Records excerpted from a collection
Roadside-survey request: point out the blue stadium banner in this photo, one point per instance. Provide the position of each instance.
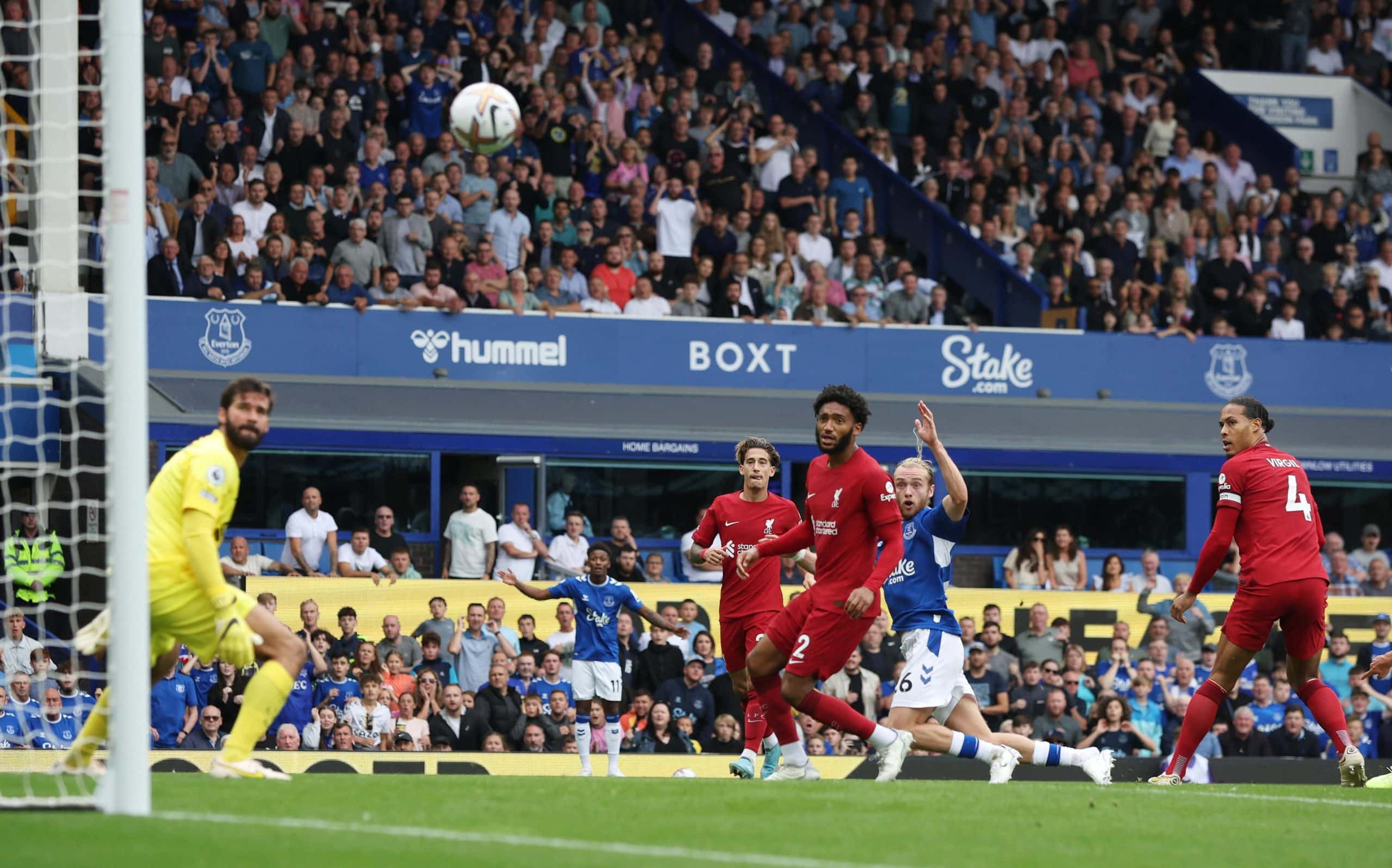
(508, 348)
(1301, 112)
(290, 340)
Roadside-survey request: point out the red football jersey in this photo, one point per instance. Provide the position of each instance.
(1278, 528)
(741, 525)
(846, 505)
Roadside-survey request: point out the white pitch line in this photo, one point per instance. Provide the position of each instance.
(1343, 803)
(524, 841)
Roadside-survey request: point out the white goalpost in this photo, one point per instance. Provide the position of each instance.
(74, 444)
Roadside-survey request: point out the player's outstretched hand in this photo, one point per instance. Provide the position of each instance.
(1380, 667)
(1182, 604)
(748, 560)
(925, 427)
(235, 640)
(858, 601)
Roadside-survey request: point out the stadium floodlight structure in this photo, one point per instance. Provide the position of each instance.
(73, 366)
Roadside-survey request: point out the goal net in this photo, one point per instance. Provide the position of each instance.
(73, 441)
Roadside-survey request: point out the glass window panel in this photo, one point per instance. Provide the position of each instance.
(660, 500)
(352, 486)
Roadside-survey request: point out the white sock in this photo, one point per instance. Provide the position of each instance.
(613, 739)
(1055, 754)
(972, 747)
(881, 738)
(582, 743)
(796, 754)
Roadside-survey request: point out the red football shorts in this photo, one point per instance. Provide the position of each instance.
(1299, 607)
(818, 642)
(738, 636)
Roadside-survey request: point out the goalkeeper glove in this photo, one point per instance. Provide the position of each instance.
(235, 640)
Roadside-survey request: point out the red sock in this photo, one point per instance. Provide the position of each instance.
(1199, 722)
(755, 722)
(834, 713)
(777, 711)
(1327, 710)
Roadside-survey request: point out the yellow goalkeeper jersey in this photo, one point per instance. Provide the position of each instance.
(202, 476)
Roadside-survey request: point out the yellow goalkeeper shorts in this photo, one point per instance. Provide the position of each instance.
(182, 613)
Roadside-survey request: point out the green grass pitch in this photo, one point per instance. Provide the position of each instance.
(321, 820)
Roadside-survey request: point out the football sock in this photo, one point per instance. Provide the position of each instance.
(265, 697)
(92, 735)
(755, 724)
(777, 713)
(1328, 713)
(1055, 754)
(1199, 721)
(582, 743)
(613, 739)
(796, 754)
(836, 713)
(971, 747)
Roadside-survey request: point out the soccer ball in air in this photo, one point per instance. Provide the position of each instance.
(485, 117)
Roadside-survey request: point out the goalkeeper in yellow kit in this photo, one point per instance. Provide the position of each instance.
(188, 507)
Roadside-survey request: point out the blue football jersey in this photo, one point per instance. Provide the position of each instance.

* **Stated goal**
Quote every line of the records above exactly; no picture is to be copied.

* **Task response**
Roadside-survey request: point out the blue stadium banner in this photo, one point per instance. Provide the position of each instance.
(508, 348)
(1301, 112)
(290, 340)
Roadside-survey request: point out the red football jersey in this photo, one point per instance. Provide the position of each instance.
(1278, 528)
(741, 525)
(846, 505)
Roadside-survey request: point out the white pitch line in this photo, one point per instance. Provide the position of each instance.
(1343, 803)
(524, 841)
Roadside-survey request: point out the white goalpost in this photo, one point per instance. Provide the position of each instance.
(74, 444)
Roadside-survey request: point out the player's outstretched hand in this photo, one point per instance. Provide the position of each instance.
(1380, 667)
(1182, 604)
(748, 560)
(925, 427)
(235, 640)
(858, 601)
Roadside-survey request: point out the stadium floodlight structure in this photo, one point per instance. Provide the position of each instance.
(73, 366)
Roadside-survey request: point out the goal net in this photo, one point per instance. Provide the position of each instance.
(73, 441)
Roadside-survey request: point out the glass window panel in this photo, one point per instance. Provide the position of each instance.
(660, 500)
(352, 486)
Roadside-survey request: point out the white sock in this photo, one point per instance. Provide the position of each instance.
(613, 739)
(1055, 754)
(972, 747)
(881, 738)
(582, 743)
(796, 754)
Roadside-survey request: point out the red football shorts in this photo, one point per instance. Provide the position of each instance.
(1299, 607)
(818, 642)
(738, 636)
Roadside-survey request: point out the goalkeeper glove in this photo, one point per instance. Provide the position of each instance.
(235, 640)
Roadside-survey request: point out the red sock in this photo, one point per instance. Provide the position of each instance.
(1199, 722)
(755, 722)
(834, 713)
(777, 711)
(1327, 710)
Roadside-survey request: point out the yellow goalkeeper jersey in this photo, one point per instance. Provide the position of each instance.
(202, 476)
Roadside-survey request: point out the yellow goalkeeper shorts in this photo, one point per instance. Provide the position of each instance.
(182, 613)
Roadside-survey request: point out the green grass pitch in this photo, one point per instance. Provide the position of each instance.
(321, 820)
Roadside-survey request: point out the football sock in this photo, one point per instance. Provide the position of each instance.
(265, 697)
(92, 735)
(755, 724)
(777, 713)
(1328, 713)
(1055, 754)
(1199, 721)
(582, 743)
(613, 739)
(796, 754)
(836, 713)
(971, 747)
Roadside-survey request: point out the soccer ball in air in this photo, one point per instance. Provide the position of each instance.
(485, 117)
Roadside-survey request: point out the goalkeeper in yellow kit in this photo, one point per instance. Provide the position of each instance.
(188, 507)
Roadside-survey request: point out the blue football jersey in this photo, one point per instance. Provide the position of each instance.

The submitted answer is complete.